**Source extract**.
..........

In the middle game of this day, he pitched all nine innings in the two hours it took to lead his team to the win.

The third game of the day was ended after seven innings due to darkness with Nashville having the upper hand, 8-5. Moran was chosen starting pitcher in the final game by manager Stallings. Lackung the speed he possessed in the previous game, Moran gave up only eight hits and two walks as Nashville completed the trifecta.

Atlanta Constitution 06-28-1895 Three Games Triple Header Nashville Little Rock

Nashville remained in third place in the Southern League with the three wins with a 30-18 record, just behind second-place Atlanta (33-17) and league-leading Evansville (33-16). At seasons end, Atlanta secured the pennant with a one-game lead over Nashville. The season was not without problems, as Montgomery, Memphis, and Little Rock did not finish the year.

When the Travelers ball club disbanded in late July, Nashville acquired the contract of Richard Gorman.

..........

**Dataset records**.
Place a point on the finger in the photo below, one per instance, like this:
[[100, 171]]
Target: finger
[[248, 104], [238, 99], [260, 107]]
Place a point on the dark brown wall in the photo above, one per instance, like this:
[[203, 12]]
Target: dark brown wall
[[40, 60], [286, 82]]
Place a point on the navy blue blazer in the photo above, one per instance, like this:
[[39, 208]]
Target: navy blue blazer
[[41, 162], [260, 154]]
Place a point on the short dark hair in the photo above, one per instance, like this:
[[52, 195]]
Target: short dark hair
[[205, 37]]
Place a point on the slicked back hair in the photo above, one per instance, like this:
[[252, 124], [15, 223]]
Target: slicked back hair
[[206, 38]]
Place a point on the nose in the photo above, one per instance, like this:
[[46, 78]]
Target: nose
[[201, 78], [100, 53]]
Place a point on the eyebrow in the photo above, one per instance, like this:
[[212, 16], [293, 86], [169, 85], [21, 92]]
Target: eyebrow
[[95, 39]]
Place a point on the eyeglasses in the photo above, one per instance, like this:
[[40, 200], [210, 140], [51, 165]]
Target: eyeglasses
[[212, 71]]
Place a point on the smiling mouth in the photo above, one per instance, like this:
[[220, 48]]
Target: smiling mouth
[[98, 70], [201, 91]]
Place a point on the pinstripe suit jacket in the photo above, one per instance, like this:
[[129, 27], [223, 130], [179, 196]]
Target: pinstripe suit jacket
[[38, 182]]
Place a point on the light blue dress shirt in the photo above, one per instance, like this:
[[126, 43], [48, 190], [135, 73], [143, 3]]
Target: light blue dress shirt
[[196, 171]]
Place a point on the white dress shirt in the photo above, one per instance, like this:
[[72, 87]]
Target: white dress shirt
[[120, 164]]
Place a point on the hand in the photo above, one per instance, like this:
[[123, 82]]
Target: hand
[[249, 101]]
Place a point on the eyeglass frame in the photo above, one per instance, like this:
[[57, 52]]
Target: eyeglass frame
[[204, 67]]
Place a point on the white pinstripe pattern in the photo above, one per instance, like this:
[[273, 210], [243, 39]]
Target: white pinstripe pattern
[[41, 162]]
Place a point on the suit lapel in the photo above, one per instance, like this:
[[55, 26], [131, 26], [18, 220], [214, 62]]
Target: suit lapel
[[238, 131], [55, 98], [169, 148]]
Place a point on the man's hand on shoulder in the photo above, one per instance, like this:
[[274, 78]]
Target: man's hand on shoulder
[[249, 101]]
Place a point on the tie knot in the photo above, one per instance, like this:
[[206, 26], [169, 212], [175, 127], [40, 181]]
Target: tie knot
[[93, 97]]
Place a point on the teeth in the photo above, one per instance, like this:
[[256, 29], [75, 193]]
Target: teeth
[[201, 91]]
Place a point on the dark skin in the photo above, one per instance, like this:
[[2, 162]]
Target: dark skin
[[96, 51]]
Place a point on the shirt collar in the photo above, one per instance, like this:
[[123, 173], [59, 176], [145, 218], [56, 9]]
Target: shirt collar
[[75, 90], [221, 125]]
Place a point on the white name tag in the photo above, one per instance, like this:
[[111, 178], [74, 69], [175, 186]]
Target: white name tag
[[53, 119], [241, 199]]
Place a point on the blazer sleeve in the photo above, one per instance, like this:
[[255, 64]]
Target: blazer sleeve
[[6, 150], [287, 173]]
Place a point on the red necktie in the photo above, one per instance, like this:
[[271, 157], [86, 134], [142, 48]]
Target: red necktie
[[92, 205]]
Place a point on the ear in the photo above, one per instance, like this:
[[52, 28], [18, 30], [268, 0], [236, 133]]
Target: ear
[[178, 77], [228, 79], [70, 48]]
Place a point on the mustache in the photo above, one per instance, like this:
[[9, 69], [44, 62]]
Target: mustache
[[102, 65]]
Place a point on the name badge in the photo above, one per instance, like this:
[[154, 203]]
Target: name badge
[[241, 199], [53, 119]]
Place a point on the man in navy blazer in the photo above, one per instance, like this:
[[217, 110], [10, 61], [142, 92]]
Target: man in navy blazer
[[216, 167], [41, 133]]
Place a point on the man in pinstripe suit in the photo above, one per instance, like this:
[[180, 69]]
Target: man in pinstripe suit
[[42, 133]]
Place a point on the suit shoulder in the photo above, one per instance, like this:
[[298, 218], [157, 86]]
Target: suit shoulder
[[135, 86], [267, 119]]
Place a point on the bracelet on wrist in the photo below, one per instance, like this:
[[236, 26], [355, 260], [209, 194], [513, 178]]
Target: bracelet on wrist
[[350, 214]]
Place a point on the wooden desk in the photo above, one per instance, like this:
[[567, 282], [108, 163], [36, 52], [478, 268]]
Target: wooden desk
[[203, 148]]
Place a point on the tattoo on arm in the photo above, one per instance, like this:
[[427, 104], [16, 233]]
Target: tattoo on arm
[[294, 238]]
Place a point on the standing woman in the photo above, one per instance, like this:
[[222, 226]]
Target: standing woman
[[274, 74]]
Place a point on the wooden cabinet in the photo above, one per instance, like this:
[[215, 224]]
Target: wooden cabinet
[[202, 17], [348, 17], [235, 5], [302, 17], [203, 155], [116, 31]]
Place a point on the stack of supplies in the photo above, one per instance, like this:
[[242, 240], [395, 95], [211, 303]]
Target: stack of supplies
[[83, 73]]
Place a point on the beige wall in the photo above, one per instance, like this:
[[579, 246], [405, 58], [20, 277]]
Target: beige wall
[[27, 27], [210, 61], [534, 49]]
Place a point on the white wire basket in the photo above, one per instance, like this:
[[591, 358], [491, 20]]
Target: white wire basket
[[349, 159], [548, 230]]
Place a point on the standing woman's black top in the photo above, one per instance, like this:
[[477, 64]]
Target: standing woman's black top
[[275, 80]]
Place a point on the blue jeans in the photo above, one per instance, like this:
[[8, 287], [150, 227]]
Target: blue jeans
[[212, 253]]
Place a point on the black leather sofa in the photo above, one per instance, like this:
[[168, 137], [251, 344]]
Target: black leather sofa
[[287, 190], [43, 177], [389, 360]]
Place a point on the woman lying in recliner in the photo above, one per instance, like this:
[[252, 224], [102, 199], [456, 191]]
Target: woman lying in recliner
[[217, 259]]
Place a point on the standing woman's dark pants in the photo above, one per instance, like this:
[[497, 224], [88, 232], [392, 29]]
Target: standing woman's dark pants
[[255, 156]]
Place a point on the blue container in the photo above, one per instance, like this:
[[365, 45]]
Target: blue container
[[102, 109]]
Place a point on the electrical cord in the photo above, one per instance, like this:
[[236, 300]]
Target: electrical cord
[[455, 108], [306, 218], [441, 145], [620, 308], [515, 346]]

..........

**Goals**.
1. Summarize the account of Nashville's 1895 triple header in two sentences.
2. Please show every line of the records that contains the word "blazer".
The text and the records have no connection to each other.

**Results of the exercise**.
1. Nashville won all three games played that day, with the third called after seven innings for darkness and Moran starting the finale for manager Stallings. The wins left Nashville third in the Southern League at 30-18, and Atlanta later took the pennant by one game over Nashville.

2.
Place a point on the navy blue blazer in the photo above, one per instance, like this:
Target: navy blue blazer
Place a point on the blazer sleeve in the photo above, one per instance, like this:
Target: blazer sleeve
Place a point on the man in navy blazer in the photo above, one per instance, like this:
Target: man in navy blazer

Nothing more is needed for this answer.